• **SELECTED EXTRACT**
===============

A candid interview with Professional Advisory Committee (PAC) member Saul Plener
Recently, we sat down and had a conversation with one of our PAC members and longtime supporter of the Jewish Foundation and UJA Federation, Saul Plener, Partner, PwC Canada. We spoke with Saul about the last nine months and the changes that he has seen due to the pandemic. The discussion revolved around three main areas: self-awareness, improvement of personal infrastructure, and the needs and opportunities within philanthropy.
COVID has changed many things. One of the biggest changes we have experienced is the way we interact with one another. In today’s world, we are no longer physically meeting with the people we are speaking to and so we have had to learn to read situations differently and pay closer attention when we are communicating. “I have had to become a better listener, picking up on various cues from the people I am speaking with,” explains Saul. Being more focused and present when in conversation has also pushed us to be more conscious of the mental health issues that we all suffer from. Taking a moment to pause and simply ask our coworkers, clients, friends, or family how they are really doing has allowed us to connect and understand others in ways we may not have before.

===============

• **EXCERPTED DATA**
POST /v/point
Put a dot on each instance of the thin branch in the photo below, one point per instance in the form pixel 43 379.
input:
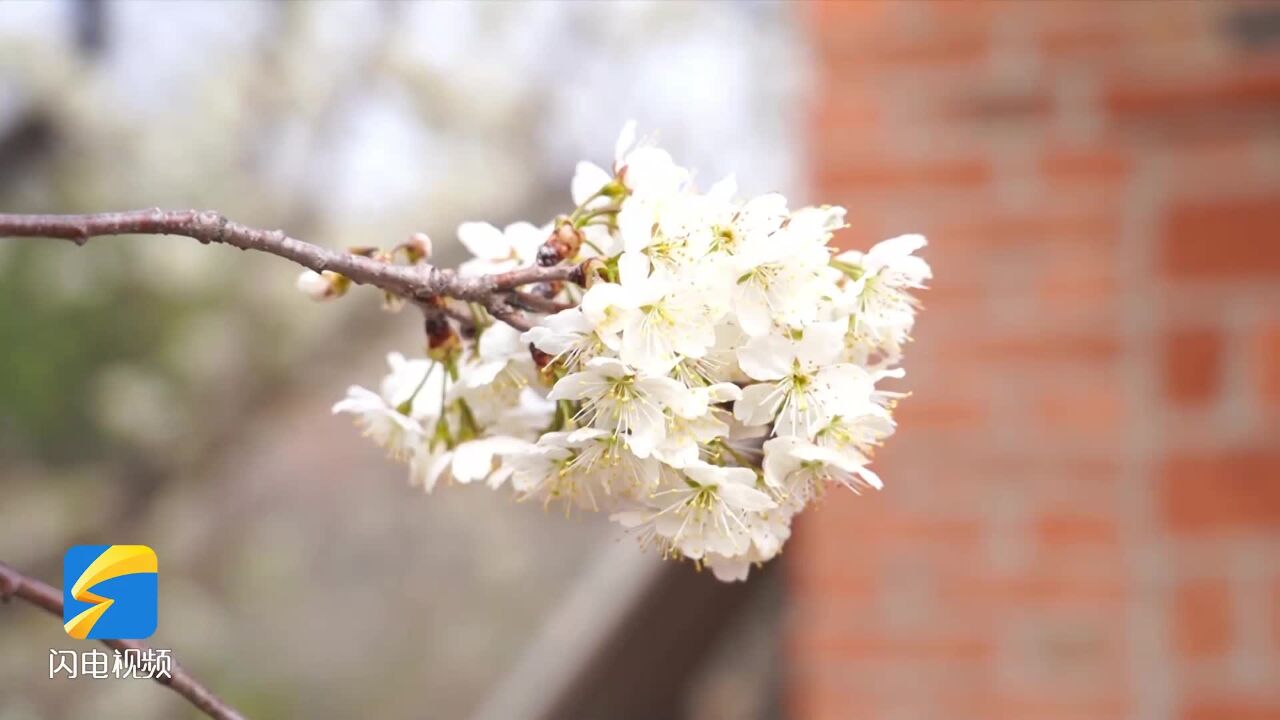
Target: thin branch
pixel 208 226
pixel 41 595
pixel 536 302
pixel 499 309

===============

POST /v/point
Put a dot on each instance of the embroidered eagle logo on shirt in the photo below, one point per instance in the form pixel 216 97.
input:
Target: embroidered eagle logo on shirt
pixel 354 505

===============

• **APPLY WHAT YOU READ**
• a. Copy the Saul Plener interview word for word from "A candid interview" to "opportunities within philanthropy.".
• b. Render this sentence from the Saul Plener interview in Spanish: "One of the biggest changes we have experienced is the way we interact with one another."
• c. Extend the Saul Plener interview, picking up after its final sentence.

• **ANSWERS FOR EACH ITEM**
• a.
A candid interview with Professional Advisory Committee (PAC) member Saul Plener
Recently, we sat down and had a conversation with one of our PAC members and longtime supporter of the Jewish Foundation and UJA Federation, Saul Plener, Partner, PwC Canada. We spoke with Saul about the last nine months and the changes that he has seen due to the pandemic. The discussion revolved around three main areas: self-awareness, improvement of personal infrastructure, and the needs and opportunities within philanthropy.

• b. Uno de los mayores cambios que hemos experimentado es la forma en que interactuamos unos con otros.

• c.
Another shift has been the need to adapt and incorporate new innovations and transform our physical workspace, our routines, and in general, the way we are living. We have had to learn new technologies, setup our homes to include gyms and office spaces, and think of new ways of interacting with the people in our lives. These changes have not only enabled us to become more technologically savvy, but they have allowed us to grow as individuals and professionals and connect with people in a more meaningful way. “While we used to meet clients, friends, and family for lunches and dinners, we now rely on Zoom, go for socially-distanced walks, get together in backyards or garages, play virtual games with our families and friends — in all of these interactions, we are paying even greater attention to the people we are with,” says Saul.
At the same time, the needs in the community are greater than ever. We see this through the lineups at food banks, the increasing numbers for addiction and mental health counselling, and the rising need for financial assistance. While the pandemic has made us more aware of the needs of the community, it has also provided us with new ways and opportunities for getting involved and making a difference. No longer is philanthropy viewed as only the donation of money, rather, with COVID, we have seen firsthand there is a real desire to help one another, in any way possible. “We must stay positive, support each other, and learn how we can all make a difference going forward,” concludes Saul.